> **WHAT YOU ARE ASKED TO DO**
The following data is to be repeated exactly, its pictures excluded.

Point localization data
Content starts

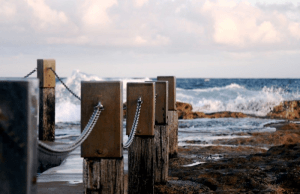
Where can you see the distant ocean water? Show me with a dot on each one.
(252, 96)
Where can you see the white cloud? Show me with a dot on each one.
(242, 25)
(95, 12)
(46, 17)
(7, 9)
(140, 3)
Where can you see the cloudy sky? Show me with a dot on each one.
(146, 38)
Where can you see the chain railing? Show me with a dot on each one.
(87, 130)
(65, 84)
(29, 74)
(134, 124)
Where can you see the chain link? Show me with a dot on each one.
(134, 124)
(86, 132)
(65, 85)
(29, 74)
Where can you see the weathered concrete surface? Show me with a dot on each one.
(46, 75)
(18, 137)
(140, 165)
(47, 114)
(161, 103)
(147, 114)
(47, 99)
(161, 154)
(107, 136)
(173, 133)
(172, 90)
(103, 175)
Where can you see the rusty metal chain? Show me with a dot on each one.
(65, 85)
(29, 74)
(86, 132)
(134, 124)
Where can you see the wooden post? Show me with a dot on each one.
(140, 153)
(18, 136)
(103, 165)
(172, 115)
(47, 99)
(161, 138)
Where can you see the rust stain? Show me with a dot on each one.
(2, 117)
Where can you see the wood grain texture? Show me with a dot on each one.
(173, 133)
(141, 166)
(103, 176)
(161, 154)
(47, 114)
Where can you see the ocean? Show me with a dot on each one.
(251, 96)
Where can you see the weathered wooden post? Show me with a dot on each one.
(161, 137)
(18, 136)
(47, 99)
(140, 153)
(103, 165)
(172, 115)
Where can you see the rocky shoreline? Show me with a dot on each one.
(264, 163)
(287, 110)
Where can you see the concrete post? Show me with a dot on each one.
(103, 165)
(47, 99)
(172, 115)
(18, 136)
(161, 138)
(140, 153)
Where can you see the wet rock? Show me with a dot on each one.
(185, 112)
(286, 110)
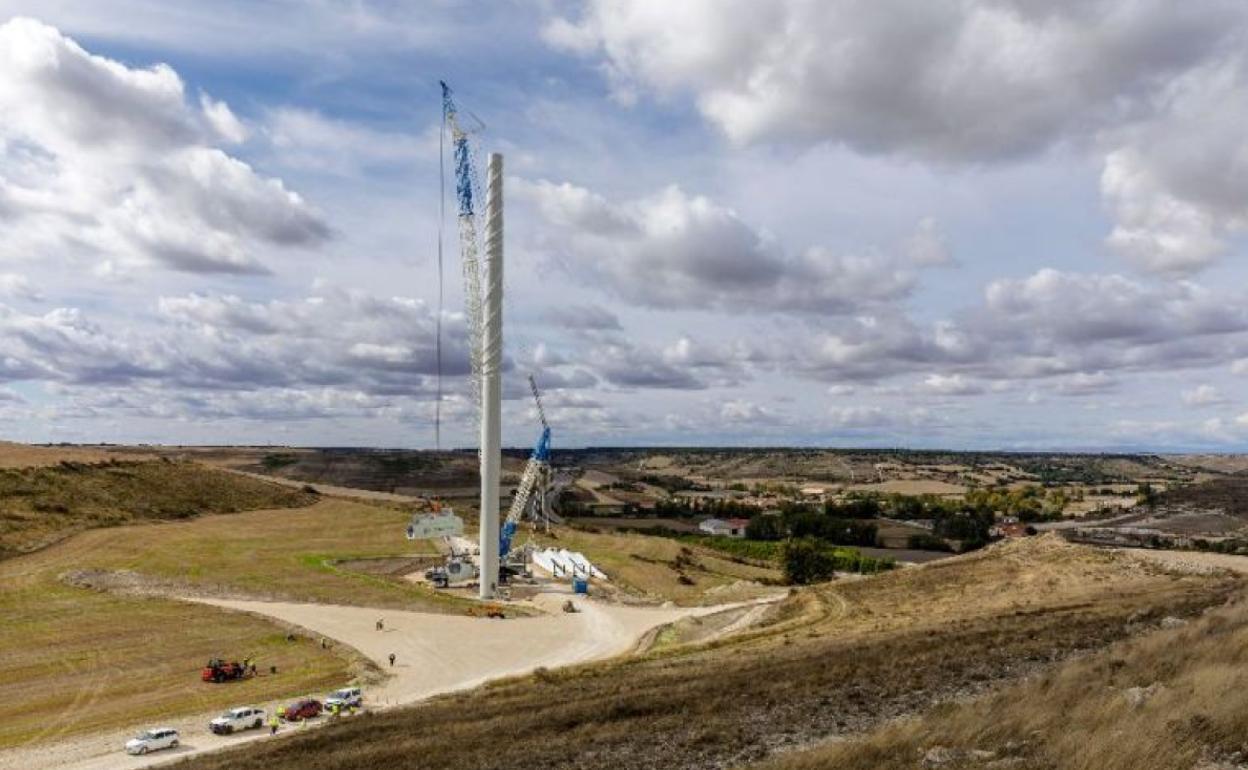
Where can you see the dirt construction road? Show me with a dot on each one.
(434, 654)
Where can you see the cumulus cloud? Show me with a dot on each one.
(1158, 89)
(952, 385)
(673, 250)
(929, 245)
(115, 164)
(814, 71)
(1203, 396)
(583, 317)
(342, 347)
(1075, 328)
(15, 286)
(1178, 181)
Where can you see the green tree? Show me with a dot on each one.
(808, 560)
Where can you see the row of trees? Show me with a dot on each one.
(811, 560)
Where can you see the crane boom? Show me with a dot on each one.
(539, 461)
(467, 187)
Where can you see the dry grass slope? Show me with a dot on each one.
(43, 504)
(834, 660)
(78, 660)
(1173, 699)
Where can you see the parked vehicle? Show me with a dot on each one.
(346, 696)
(152, 740)
(243, 718)
(306, 708)
(222, 670)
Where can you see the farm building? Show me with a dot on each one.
(729, 528)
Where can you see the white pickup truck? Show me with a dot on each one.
(243, 718)
(345, 698)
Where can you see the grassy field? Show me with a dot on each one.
(28, 456)
(43, 504)
(82, 660)
(652, 567)
(836, 660)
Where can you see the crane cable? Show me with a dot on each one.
(442, 217)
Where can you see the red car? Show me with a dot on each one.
(306, 708)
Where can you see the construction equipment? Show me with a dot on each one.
(536, 478)
(219, 670)
(467, 190)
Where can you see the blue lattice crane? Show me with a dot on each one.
(536, 472)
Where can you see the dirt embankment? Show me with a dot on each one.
(874, 650)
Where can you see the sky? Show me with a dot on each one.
(969, 225)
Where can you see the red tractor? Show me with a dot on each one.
(221, 670)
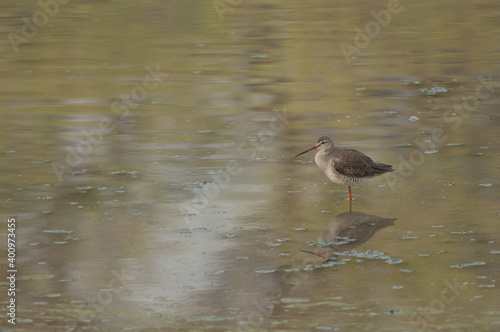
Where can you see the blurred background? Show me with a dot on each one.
(147, 156)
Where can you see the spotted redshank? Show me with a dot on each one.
(345, 166)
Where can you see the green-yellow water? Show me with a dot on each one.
(148, 148)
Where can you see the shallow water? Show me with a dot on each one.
(148, 161)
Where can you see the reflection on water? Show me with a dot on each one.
(102, 240)
(347, 231)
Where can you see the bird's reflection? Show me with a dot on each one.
(347, 231)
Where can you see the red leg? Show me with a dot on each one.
(350, 200)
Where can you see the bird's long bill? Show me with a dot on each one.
(313, 148)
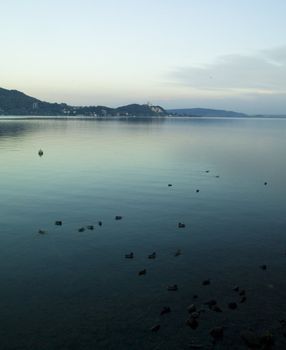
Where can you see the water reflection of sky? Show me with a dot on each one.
(93, 171)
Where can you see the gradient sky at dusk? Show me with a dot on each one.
(228, 54)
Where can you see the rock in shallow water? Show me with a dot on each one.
(217, 333)
(193, 323)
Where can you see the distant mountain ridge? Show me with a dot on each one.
(14, 102)
(204, 112)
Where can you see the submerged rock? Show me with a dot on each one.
(232, 306)
(250, 339)
(210, 303)
(206, 282)
(243, 299)
(216, 333)
(191, 308)
(178, 252)
(165, 310)
(172, 288)
(155, 328)
(193, 323)
(152, 256)
(216, 308)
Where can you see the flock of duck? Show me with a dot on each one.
(249, 337)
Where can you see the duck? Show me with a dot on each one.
(178, 252)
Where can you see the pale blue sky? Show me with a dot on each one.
(178, 53)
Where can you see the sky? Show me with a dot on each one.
(228, 54)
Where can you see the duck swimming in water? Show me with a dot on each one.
(178, 252)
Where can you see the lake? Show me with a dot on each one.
(70, 290)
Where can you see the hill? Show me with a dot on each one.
(13, 102)
(205, 112)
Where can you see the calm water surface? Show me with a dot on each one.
(73, 290)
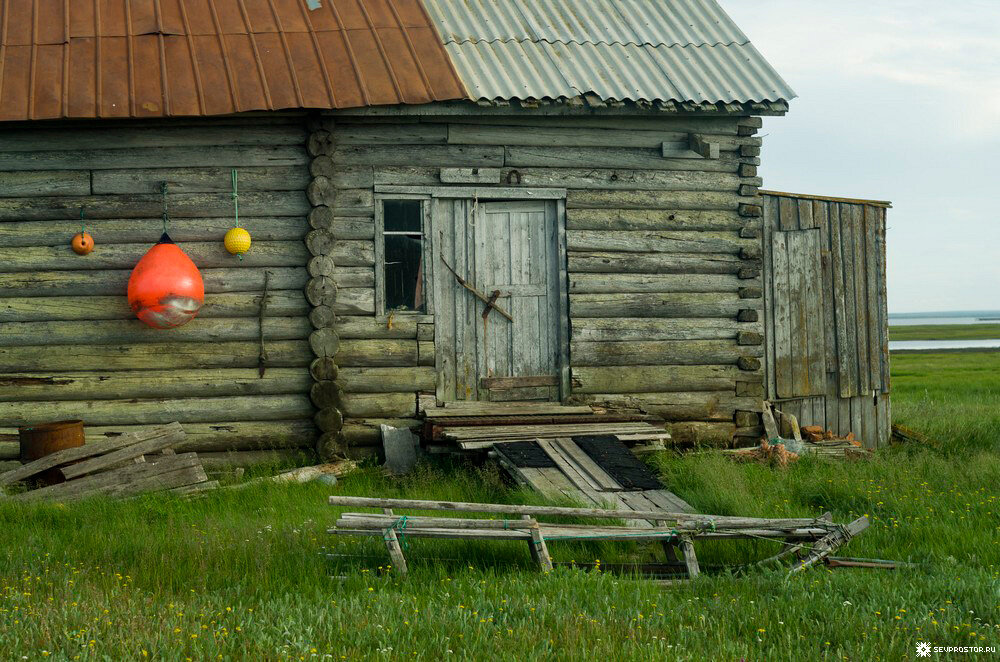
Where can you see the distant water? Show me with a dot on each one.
(954, 317)
(943, 344)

Content ends

> **SOLUTION**
Where can you see the distant ocean water? Show me with a dot on each one.
(252, 96)
Where can you see the white cloud? Show me with a dot on each one.
(242, 25)
(95, 12)
(46, 17)
(7, 9)
(140, 3)
Where can you see the cloudy sky? Show me with a dot on each one.
(146, 38)
Where can you see the chain railing? Show me with a dot on each one.
(87, 130)
(65, 84)
(29, 74)
(134, 124)
Where can you see the chain link? Show me with a dot on each one.
(134, 124)
(86, 132)
(65, 85)
(29, 74)
Where can you see the weathered concrete surface? Show me with a dot on each one.
(46, 75)
(18, 137)
(140, 165)
(47, 114)
(161, 103)
(147, 114)
(47, 99)
(161, 154)
(107, 136)
(173, 133)
(172, 90)
(103, 175)
Where can you see the rusty metal chain? Show me with a dot on each one.
(65, 85)
(29, 74)
(86, 132)
(134, 124)
Where can you see the wooden post? Show me with a dot on each one.
(140, 153)
(18, 136)
(103, 165)
(172, 115)
(47, 99)
(161, 138)
Where can you see the rust stain? Show me with a dot on each one.
(2, 117)
Where can you see the wood grain texture? Show me with a dot on each one.
(173, 133)
(141, 166)
(103, 176)
(161, 154)
(47, 114)
Where can you see the ocean? Show me with a dot on each one.
(251, 96)
Where can you see the weathered wooden post? Show me with a dot on each one.
(161, 137)
(18, 136)
(47, 99)
(140, 153)
(103, 165)
(172, 115)
Where can you see the rocky shoreline? Show me with a dot on each one.
(264, 163)
(287, 110)
Where can you see the concrete post? Show me with a dot on each one.
(103, 165)
(47, 99)
(172, 115)
(18, 136)
(161, 138)
(140, 153)
Where can you see the wet rock? Show me with a dot on each one.
(185, 112)
(286, 110)
Where can you see the dirt construction road? Show me with a dot on each one.
(434, 654)
Where can you see the cumulus cloud? Show me with a dot on each one.
(1158, 89)
(952, 385)
(673, 250)
(929, 245)
(115, 164)
(814, 71)
(1203, 396)
(583, 317)
(342, 347)
(1075, 328)
(15, 286)
(1178, 181)
Where can you see the green tree? Show me with a dot on each one.
(808, 560)
Where can you see the row of trees? Show me with a dot on each one.
(811, 560)
Where can you see the crane boom? Show me with a dot on each one.
(539, 461)
(467, 187)
Where can you see the dry grass slope? Show me with a dot on each one.
(43, 504)
(834, 660)
(78, 660)
(1173, 699)
Where can you see the parked vehicle? Show me with a dot on each one.
(346, 696)
(152, 740)
(243, 718)
(306, 708)
(222, 670)
Where can you see the farm building? Show me with a dot on each one.
(729, 528)
Where can you see the white pickup truck? Show me with a dot on each one.
(243, 718)
(345, 698)
Where can you see the grassy field? Show me with a dot on each one.
(28, 456)
(43, 504)
(82, 660)
(652, 567)
(836, 660)
Where can you see the crane cable? Show me with a dot on each one.
(442, 217)
Where can you see the red car? Show me with a dot on each one.
(306, 708)
Where can you see the construction equipment? Show me with a dot on each one.
(536, 478)
(219, 670)
(467, 190)
Where can you see the blue lattice crane? Show me with a dot on each one.
(536, 472)
Where can you see the dirt embankment? Show me with a dot on each one.
(874, 650)
Where can you see the sky? Show me with a dot on each one.
(969, 225)
Where can you see the red tractor? Show me with a dot on each one.
(221, 670)
Where can you see the blurred background? Show me with a dot on each one.
(147, 156)
Where can you see the spotted redshank? Show me with a dot on each one.
(345, 166)
Where can you see the green-yellow water? Show me with a dot on each one.
(148, 148)
Where can you see the shallow water? Show me with a dot on each one.
(148, 161)
Where can you see the reflection on water? Show me with a dot on each one.
(102, 240)
(347, 231)
Where can you see the bird's reflection? Show me with a dot on each one.
(347, 231)
Where can you see the red leg? Show me with a dot on each one.
(350, 200)
Where can you see the bird's long bill? Show me with a dot on each one.
(313, 148)
Where can you see the water reflection of sky? Show me with a dot on each one.
(93, 171)
Where can you see the gradient sky at dusk? Show me with a dot on each one.
(228, 54)
Where can you see the rock in shallow water? Show me with a dot on each one.
(217, 333)
(193, 323)
Where can you see the distant mountain ridge? Show me with a dot on each one.
(14, 102)
(204, 112)
Where can you see the submerged rock? Show me with a dot on each one.
(232, 306)
(250, 339)
(210, 303)
(206, 282)
(243, 299)
(216, 333)
(191, 308)
(178, 252)
(165, 310)
(172, 288)
(155, 328)
(193, 323)
(152, 256)
(216, 308)
Where can you see the flock of duck? Show me with a dot on each one.
(249, 337)
Where can you see the duck? Show me with a dot on each one.
(178, 252)
Where can you see the pale blue sky? Show me with a dot on each one.
(178, 53)
Where can you see the sky? Show me with a dot on each one.
(228, 54)
Where can you see the duck swimming in water? Show me with a dot on each one.
(178, 252)
Where can you see the lake? Show me with a dot on each one.
(70, 290)
Where can you see the hill? Show me with a dot on each one.
(13, 102)
(205, 112)
Where can you see the calm water surface? Show me with a dot on each one.
(73, 290)
Where can you see the distant water? Show me with a dot on each one.
(954, 317)
(943, 344)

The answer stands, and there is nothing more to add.